Problem description:
The records that follow are to be repeated exactly, in full.

-- Data listing follows --

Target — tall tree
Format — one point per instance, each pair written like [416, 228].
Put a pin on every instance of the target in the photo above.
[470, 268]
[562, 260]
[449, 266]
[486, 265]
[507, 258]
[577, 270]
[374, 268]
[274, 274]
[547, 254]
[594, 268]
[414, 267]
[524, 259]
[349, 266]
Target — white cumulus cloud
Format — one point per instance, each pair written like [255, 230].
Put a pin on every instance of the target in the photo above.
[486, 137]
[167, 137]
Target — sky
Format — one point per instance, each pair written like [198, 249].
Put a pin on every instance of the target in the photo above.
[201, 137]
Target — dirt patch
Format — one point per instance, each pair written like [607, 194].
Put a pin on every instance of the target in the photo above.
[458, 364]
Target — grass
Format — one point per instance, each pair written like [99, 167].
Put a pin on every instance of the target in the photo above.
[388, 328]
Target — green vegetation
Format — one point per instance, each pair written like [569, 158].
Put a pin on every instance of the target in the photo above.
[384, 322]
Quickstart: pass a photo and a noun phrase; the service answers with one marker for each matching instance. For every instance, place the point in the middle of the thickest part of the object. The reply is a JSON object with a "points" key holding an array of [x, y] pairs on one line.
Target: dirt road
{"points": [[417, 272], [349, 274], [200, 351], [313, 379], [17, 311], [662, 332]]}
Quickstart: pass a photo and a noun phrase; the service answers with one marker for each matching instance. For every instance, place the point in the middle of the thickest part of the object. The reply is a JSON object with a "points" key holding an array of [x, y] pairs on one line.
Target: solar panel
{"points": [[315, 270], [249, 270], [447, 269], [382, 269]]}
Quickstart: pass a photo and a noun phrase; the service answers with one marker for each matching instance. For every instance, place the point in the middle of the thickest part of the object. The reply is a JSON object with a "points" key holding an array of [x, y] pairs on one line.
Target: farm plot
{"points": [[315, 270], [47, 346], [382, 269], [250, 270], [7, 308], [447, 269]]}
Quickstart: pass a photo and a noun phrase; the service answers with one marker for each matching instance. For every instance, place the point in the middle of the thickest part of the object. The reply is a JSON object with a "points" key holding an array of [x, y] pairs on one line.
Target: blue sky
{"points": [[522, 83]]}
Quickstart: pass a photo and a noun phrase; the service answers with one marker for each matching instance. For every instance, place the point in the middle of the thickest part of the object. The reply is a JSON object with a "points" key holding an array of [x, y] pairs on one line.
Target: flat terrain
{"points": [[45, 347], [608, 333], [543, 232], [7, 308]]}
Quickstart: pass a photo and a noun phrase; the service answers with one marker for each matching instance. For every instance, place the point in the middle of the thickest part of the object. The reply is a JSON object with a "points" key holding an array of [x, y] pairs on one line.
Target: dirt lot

-- Data listing concluded --

Answer box:
Target — tall tree
Format — one point per instance, each pair written like [416, 228].
Put a pin on every instance of the target in the photo above.
[470, 268]
[562, 260]
[449, 266]
[486, 265]
[507, 258]
[577, 270]
[374, 268]
[274, 274]
[547, 254]
[594, 268]
[414, 267]
[524, 259]
[349, 266]
Target — white cumulus cloud
Format — one point per instance, each pair written like [255, 230].
Put a pin on every instance of the target in the photo above.
[486, 137]
[167, 137]
Target — sky
Format — one point per instance, each pair written like [198, 249].
Put a pin on every instance of the target in the photo above.
[201, 137]
Target — dirt patch
Format — one point per instance, each pair written like [607, 194].
Put a pin on every instance of the target in the photo above.
[458, 364]
Target — grass
Format — one point per instance, each pair written like [99, 167].
Put a pin on every instance of the target in the photo above.
[388, 328]
Target — green vegetation
Format — one point per instance, each pair written like [569, 158].
Put a pin on every instance of the target in the photo above.
[384, 322]
Quickstart: pass a photo and a noun phrase; the service answers with one marker for each matching instance. For every instance, place the point in the middle of the thickest part of the object. The reply is a JSON object with a "points" key holding an array of [x, y] pairs on one line.
Target: dirt road
{"points": [[417, 272], [349, 274], [200, 351], [313, 379], [17, 311], [662, 332]]}
Quickstart: pass a photo and a noun phrase; the service answers with one marker for each matching instance. For every instance, place the point in the middle of the thickest part of the object. The reply is a JSON object with a "points" key holding an array of [x, y] pairs on one line.
Target: solar panel
{"points": [[315, 270], [249, 270], [447, 269], [382, 269]]}
Quickstart: pass a photo and a noun phrase; the service answers with one marker for each matching instance. For every instance, place the point in the middle of the thickest part of the object. The reply is a JSON object with a "points" key holding an array of [x, y] pairs on one line.
Target: farm plot
{"points": [[315, 270], [47, 346], [382, 269], [250, 270], [7, 308], [447, 269]]}
Quickstart: pass a photo and a noun phrase; the service answers with one marker for each matching instance. For every instance, place the point in the middle of the thickest part of the object. The reply is a JSON object with a "points" key holding an array of [x, y] pairs on one line.
Target: blue sky
{"points": [[522, 83]]}
Quickstart: pass a photo and a noun phrase; the service answers with one marker for each matching instance. For every instance, place the point in the middle of the thickest part of the object. The reply is a JSON object with a "points" key holding an array of [x, y] pairs on one line.
Target: flat terrain
{"points": [[45, 347], [608, 333], [543, 232], [7, 308]]}
Quickstart: pass a photo and a noun phrase; the service answers with one marker for each matching instance. For every instance, place the point in the middle of the thickest part of the object. The reply is a JSON object with a "points" key holding an array of [x, y] pairs on one line.
Target: dirt lot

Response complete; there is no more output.